EXERCISE INSTRUCTIONS: Filter task. Return each line of the material that holds the string "child".

RECORD EXTRACTS:

Content starts

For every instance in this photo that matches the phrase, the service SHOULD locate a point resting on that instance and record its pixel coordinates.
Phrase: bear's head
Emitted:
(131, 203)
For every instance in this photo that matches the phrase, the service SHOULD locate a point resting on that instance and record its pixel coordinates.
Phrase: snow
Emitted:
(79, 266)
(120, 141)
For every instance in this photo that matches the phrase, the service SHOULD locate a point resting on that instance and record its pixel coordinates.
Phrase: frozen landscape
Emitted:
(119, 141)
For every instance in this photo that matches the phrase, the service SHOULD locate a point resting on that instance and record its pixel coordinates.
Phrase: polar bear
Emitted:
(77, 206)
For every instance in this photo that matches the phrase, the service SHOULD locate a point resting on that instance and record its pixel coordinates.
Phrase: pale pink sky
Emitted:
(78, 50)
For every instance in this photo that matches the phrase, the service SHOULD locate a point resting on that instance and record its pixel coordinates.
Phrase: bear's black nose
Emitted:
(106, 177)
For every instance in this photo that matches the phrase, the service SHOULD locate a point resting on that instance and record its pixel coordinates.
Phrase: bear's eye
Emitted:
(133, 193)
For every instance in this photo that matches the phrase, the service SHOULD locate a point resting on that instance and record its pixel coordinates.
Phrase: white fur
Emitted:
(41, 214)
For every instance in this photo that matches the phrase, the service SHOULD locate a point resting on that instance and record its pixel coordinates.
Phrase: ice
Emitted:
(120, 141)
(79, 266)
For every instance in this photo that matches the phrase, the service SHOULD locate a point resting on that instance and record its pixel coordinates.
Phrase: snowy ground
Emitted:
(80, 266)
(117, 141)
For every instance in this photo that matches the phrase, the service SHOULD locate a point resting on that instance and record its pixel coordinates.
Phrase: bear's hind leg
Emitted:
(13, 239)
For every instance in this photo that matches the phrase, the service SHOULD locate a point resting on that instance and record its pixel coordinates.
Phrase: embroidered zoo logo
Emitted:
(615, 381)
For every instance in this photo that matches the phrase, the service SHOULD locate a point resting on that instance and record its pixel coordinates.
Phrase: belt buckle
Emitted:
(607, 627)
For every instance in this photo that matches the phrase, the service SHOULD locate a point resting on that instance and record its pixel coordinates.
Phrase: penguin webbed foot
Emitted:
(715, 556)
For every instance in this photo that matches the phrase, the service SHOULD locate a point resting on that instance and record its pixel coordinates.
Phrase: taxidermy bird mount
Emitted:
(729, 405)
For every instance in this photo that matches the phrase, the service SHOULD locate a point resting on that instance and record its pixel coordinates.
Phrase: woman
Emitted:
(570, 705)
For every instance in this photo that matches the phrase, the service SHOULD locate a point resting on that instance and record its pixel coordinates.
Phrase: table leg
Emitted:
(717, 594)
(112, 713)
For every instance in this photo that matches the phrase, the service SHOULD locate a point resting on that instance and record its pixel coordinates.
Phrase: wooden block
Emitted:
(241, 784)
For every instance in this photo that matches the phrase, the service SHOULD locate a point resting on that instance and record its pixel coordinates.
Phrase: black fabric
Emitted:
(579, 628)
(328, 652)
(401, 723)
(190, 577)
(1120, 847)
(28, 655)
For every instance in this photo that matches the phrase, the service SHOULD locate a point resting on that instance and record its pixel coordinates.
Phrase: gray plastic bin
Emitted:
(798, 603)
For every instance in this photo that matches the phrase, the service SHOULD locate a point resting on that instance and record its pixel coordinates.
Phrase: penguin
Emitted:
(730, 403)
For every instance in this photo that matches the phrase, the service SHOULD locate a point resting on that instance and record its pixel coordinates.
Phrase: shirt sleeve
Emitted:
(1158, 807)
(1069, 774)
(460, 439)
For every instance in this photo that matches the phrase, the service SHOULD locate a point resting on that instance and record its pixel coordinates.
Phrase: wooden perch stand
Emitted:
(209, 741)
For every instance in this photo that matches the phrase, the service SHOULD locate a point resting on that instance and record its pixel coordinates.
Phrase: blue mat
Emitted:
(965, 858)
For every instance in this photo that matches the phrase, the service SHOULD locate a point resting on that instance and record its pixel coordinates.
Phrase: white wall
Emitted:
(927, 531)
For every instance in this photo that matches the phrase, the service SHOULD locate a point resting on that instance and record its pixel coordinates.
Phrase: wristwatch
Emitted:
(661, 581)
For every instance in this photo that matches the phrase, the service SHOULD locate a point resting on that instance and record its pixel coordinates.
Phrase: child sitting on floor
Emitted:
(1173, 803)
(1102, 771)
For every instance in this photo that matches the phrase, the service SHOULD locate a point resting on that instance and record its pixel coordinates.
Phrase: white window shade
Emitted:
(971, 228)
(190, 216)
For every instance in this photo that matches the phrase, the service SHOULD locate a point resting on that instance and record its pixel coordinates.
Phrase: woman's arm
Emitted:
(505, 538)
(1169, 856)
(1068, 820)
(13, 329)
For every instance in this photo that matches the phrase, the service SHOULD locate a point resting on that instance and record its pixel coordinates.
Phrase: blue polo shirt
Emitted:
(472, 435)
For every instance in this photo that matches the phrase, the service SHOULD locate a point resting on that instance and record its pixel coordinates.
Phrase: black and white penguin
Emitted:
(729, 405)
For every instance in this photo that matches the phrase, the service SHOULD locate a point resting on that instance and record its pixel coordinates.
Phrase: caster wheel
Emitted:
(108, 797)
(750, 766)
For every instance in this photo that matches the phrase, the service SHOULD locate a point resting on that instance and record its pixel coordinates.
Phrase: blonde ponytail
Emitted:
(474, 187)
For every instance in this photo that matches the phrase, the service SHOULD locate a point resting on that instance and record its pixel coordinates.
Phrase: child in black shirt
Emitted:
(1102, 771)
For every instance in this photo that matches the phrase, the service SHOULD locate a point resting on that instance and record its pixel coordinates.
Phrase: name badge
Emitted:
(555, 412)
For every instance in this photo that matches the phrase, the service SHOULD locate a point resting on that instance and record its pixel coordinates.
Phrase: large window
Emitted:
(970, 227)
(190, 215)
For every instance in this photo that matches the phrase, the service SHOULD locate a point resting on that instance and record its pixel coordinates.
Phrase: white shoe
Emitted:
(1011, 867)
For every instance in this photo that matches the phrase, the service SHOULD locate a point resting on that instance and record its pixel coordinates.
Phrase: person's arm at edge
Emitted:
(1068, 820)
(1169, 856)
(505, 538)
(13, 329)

Content ends

YOUR SOLUTION:
Phrase: child sitting on floor
Phrase: child in black shirt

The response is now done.